-- START Given records --

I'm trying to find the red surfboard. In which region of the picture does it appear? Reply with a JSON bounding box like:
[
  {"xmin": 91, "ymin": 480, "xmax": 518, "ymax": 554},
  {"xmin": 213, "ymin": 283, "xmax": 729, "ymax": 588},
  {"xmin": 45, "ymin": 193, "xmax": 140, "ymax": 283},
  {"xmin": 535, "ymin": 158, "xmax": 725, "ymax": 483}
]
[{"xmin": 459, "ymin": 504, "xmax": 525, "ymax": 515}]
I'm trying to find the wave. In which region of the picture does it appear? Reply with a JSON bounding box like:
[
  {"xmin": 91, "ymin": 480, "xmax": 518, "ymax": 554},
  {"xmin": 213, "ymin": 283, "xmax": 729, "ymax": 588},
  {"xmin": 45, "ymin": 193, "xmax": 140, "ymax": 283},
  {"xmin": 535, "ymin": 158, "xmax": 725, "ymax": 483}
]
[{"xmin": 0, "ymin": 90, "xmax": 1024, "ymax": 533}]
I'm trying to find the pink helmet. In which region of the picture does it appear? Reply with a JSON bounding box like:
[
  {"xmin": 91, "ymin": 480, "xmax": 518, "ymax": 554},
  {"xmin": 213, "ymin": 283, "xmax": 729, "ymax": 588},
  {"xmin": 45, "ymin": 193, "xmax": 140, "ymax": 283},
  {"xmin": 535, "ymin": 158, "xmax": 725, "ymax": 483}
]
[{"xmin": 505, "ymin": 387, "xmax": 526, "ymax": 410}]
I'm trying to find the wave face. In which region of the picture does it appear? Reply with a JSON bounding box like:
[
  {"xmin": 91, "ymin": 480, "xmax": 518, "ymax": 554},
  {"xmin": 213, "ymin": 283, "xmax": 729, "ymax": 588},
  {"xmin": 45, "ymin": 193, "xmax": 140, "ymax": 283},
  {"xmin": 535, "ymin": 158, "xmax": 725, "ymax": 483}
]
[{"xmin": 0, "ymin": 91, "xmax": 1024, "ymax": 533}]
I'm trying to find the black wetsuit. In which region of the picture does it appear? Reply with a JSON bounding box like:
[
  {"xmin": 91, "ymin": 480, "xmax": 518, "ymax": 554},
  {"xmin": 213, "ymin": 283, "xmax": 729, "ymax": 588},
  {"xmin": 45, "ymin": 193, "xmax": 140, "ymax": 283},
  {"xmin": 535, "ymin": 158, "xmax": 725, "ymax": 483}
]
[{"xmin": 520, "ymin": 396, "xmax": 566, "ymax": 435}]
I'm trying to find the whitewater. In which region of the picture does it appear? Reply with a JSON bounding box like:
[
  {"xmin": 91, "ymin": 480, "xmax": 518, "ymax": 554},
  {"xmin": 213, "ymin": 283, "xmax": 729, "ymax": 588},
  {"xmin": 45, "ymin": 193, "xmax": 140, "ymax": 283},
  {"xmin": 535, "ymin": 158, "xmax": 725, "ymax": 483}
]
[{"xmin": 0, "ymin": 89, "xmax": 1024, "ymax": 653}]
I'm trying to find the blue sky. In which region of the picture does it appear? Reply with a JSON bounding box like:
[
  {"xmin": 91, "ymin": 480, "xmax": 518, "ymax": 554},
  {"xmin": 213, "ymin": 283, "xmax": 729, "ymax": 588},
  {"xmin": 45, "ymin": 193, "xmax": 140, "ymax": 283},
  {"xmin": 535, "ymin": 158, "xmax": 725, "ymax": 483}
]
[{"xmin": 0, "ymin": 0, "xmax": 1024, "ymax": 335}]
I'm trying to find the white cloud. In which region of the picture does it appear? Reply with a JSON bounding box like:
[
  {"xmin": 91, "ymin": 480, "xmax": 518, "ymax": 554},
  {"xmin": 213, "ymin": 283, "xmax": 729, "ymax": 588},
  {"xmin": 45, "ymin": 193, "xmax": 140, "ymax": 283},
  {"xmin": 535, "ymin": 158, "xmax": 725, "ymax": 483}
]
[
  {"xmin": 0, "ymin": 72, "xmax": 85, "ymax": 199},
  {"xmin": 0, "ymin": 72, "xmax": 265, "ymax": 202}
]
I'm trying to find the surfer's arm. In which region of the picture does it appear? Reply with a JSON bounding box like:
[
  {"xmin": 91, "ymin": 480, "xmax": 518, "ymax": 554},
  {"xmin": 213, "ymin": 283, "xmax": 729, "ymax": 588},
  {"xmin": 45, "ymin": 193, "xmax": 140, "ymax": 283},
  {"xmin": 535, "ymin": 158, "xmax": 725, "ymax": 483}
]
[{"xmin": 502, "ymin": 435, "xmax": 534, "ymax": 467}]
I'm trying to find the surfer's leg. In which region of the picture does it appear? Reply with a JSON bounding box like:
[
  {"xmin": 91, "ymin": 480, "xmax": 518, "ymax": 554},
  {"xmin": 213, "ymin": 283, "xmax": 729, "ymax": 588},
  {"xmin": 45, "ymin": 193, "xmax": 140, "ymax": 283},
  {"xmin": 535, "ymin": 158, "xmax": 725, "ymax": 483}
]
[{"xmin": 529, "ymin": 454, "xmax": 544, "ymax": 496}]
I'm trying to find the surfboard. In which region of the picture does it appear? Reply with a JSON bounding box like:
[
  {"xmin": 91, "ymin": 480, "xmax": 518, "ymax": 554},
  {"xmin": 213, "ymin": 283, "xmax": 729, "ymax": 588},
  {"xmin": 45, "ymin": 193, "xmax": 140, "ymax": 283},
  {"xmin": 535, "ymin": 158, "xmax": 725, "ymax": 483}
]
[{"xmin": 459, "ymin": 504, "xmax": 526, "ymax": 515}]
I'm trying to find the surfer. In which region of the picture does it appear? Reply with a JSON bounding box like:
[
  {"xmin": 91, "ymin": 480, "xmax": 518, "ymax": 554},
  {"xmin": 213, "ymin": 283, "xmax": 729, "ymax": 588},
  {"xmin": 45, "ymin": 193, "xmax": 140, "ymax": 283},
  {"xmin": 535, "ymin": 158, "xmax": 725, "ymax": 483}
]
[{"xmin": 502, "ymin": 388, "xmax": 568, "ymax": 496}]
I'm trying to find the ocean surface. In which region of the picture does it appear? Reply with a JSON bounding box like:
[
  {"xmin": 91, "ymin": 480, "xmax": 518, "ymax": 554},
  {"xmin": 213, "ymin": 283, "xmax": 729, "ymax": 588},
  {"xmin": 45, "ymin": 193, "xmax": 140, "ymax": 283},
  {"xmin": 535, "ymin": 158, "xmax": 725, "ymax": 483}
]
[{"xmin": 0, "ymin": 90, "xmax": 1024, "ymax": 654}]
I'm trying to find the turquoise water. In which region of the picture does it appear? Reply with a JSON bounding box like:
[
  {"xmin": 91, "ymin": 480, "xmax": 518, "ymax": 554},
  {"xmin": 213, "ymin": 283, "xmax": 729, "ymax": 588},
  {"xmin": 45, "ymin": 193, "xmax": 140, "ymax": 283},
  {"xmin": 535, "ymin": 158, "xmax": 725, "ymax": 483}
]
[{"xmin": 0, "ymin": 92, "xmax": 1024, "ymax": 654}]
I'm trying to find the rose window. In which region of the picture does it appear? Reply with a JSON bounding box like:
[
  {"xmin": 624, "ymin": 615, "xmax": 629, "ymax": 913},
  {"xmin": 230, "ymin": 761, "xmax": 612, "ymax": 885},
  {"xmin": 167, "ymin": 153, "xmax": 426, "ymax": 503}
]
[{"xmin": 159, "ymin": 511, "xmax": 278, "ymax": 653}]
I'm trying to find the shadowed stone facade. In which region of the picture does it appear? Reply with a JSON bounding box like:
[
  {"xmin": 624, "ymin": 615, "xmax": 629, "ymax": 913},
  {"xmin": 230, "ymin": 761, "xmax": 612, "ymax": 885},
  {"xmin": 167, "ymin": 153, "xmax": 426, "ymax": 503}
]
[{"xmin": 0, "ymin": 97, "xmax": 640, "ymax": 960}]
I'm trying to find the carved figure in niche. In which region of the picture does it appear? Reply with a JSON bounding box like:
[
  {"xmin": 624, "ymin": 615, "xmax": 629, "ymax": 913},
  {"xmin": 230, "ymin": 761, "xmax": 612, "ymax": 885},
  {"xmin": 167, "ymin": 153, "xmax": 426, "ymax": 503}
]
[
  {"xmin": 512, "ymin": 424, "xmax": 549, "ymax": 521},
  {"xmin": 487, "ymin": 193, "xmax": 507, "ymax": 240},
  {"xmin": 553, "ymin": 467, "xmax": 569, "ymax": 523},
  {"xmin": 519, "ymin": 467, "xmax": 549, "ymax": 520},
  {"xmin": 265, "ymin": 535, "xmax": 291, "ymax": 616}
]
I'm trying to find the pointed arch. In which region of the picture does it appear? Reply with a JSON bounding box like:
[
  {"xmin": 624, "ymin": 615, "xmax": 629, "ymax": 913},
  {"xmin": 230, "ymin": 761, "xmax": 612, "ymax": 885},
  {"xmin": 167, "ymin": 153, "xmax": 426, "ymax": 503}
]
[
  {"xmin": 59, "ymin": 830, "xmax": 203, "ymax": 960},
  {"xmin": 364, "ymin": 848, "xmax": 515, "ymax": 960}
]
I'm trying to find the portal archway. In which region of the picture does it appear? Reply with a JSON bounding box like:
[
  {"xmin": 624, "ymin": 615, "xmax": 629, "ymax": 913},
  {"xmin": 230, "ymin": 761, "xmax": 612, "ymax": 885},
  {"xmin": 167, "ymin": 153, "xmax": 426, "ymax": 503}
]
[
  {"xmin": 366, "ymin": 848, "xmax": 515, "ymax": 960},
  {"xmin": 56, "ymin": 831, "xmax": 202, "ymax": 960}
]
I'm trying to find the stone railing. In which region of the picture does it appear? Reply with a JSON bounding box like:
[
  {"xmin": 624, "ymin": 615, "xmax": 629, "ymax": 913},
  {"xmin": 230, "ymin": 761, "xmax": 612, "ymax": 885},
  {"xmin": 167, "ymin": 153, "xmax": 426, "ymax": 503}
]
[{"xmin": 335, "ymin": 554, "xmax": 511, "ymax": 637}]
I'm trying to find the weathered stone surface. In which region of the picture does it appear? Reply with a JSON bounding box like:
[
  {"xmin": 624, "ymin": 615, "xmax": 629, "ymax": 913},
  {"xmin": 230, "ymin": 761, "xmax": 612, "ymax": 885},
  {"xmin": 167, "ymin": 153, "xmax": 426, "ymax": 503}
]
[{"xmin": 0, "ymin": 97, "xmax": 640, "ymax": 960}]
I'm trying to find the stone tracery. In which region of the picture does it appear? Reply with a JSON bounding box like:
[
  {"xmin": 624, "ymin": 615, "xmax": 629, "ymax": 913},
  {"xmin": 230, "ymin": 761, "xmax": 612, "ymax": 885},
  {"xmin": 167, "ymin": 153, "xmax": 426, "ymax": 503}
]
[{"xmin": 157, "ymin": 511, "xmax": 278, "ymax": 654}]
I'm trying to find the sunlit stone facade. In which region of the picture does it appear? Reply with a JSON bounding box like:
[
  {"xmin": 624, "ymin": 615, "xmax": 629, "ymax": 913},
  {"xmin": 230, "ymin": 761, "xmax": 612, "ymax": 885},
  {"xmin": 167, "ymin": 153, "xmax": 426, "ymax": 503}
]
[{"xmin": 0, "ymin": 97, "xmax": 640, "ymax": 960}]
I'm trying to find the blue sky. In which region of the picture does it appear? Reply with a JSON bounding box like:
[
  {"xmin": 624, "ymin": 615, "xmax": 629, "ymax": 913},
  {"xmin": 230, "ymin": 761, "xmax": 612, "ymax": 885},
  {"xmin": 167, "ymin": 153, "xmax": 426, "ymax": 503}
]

-- END Given records --

### Your instructions:
Report each line above that contains the word "surface", reproducing every such line in full.

### Answer for the task:
I'm trying to find the ocean surface. In which region of the picture does it appear? Reply with a JSON bounding box like:
I'm trying to find the weathered stone surface. In which region of the picture does it appear? Reply with a JSON bounding box like:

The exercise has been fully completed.